*記事:*
.....

写真:後藤悟志・太平エンジニアリング社長

仮に捜査当局が事件として着手さえしなければ、一切無視しようと考えているのならば、それこそ太平エンジニアリングという会社のトップにもあるまじき傲岸な発想と言わざるを得ない。そしてまた、パブリシティ記事を掲載し続ける「情熱社長」というサイトもまた、一旦は記事掲載を留保する決断をするのが当然であろうに、これも非常識な対応と考えざるを得ない。

「情熱社長」でのインタビューがいつ行われ、また記事がいつ掲載されたのかは運営会社が全く公表していないので不明だが、仮にインタビュー当時では事実が表面化していなかったために見逃してしまったとしても、少なくとも本誌が事実を指摘して以後は、インタビュー記事の掲載の諾否を検討することは、媒体の姿勢として、またコンプライアンス上からも非常に重要と思われる。しかし「情熱社長」のサイトを見る限り、今のところ、そうした気配は一つも見られない。

改めて言うまでもなく、後藤氏は、それこそ高校生の時から麻雀にのめり込み、大学に進学してからは授業にも出ずに雀荘に入り浸り、いつの間にかプロ級の腕前になるほど技量や感覚に磨きをかけた。しかも、特に学費や生活費に困っていた訳でもないのに、麻雀を娯楽ではなく賭博の場にして、雀卓を囲む相手から掛け金を巻き上げていたのは、まさに後藤氏にとっては優越感をもつ数少ない機会の一つが麻雀であったことを窺わせる。空調工事を手がける業界でも大手の会社のトップにありながら、友人知人と旅行やゴルフに出かけても、費用は全て割り勘にするというドケチぶりは、後藤氏の異常な金銭感覚から生じているが、それこそ後藤氏の人格まで疑われる話だ。しかも、その異常さは、例えば私腹を肥やすために架空請求を頻繁に行って経営する会社に損害を与える背任行為を厭わず、会社で働く社員に対する待遇の酷さや下請会社いじめと言われる支払面での劣悪な条件にも強く現れているのだから、評価されるべき人間であるか、大いに疑問とされるところだ。
そして、沖縄の土地取引では、売買利益が大きく見込まれると知るや強引な地上げを行い、転売益を手にしたまでは良かったのかも知れないが、地元の反社会的勢力から受けた攻撃に抗しきれず、密かに裏金を提供することで事態を収拾させるという違法行為を犯してしまった。もとより反社の攻撃が騒ぎになれば、転売で得た利益をまともに申告していなかった後藤氏にしてみると、国税当局から徹底的に追及され、告発を受ける危険を恐れたに違いない。

.....

*やること:*
A) 上の太平エンジニアリング社長の記事から、「そして、沖縄の土地取引では、」という言葉のあるところから始めて、「ける危険を恐れたに違いない。」で終わるまでを一字も変えずに書き写してください。
B) 太平エンジニアリング社長の記事にある次の一文を英語に訳してください。「そしてまた、パブリシティ記事を掲載し続ける「情熱社長」というサイトもまた、一旦は記事掲載を留保する決断をするのが当然であろうに、これも非常識な対応と考えざるを得ない。」
C) 上の太平エンジニアリング社長の記事を、最後の文の次から続けて書いてください。

*データ部分:*

.....

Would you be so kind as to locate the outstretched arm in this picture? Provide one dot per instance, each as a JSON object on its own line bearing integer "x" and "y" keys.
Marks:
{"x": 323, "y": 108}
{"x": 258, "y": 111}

.....

*各問の答え:*
A)
そして、沖縄の土地取引では、売買利益が大きく見込まれると知るや強引な地上げを行い、転売益を手にしたまでは良かったのかも知れないが、地元の反社会的勢力から受けた攻撃に抗しきれず、密かに裏金を提供することで事態を収拾させるという違法行為を犯してしまった。もとより反社の攻撃が騒ぎになれば、転売で得た利益をまともに申告していなかった後藤氏にしてみると、国税当局から徹底的に追及され、告発を受ける危険を恐れたに違いない。

B) Moreover, the site called "Jonetsu Shacho," which keeps running the publicity article, should naturally have decided to hold off on publishing the article for the time being, yet this too can only be seen as an unreasonable response.

C)
本誌が報じて来た後藤氏を巡る疑惑とは、それほど重大で深刻であるにもかかわらず、前述したとおり、後藤氏はこれまで抗議も反論も一切してこなかったのである。しかし、問題なのは「情熱社長」のサイトも後藤氏に同調しての事か、インタビュー記事を掲載し続けている点である。

(写真:平塚ひかる・「情熱社長」サイト運営会社CHEER代表者)

パブリシティ(有料記事広告)というビジネスで、業界各社のトップを紹介するのであれば、それこそ運営会社として一定の掲載基準を設けるのはコンプライアンス上からも当然であり、「情熱社長」のサイトではそれを開示しておらず、第三者には基準が不明だが、少なくとも後藤氏が問われているのは、まさに刑事事件に関連するものだから、基準どころの話ではないはずである。

前回の記事でも触れたが、「情熱社長」のサイトが謳っている「掲載されている社長とは」には、「ヒトを大切にしている」「ブレない理念を持っている」「若者を育てたいという想いを持っている」等の指針が載っているが、後藤氏の場合は、そのいずれも適さない、どころか、異常な金銭感覚により全く逆の感覚や発想で会社を経営している事実が判明しているのだ。年商500億円前後を誇る一流企業のオーナー社長が反社を利用した脱税や常習賭博に溺れるとは絶対に許されるものではないはずだ。インタビューの前に裏付け取材も行わず、後藤氏から聞いた話をそのまま(あるいは体裁を整えて)記事として掲載するのは、インタビューの対象者の実体がおよそかけ離れていても構わないという姿勢であり、読者や視聴者を欺く行為に他ならず、営利であるとしても目に余る行為と言わざるを得ない。(つづく)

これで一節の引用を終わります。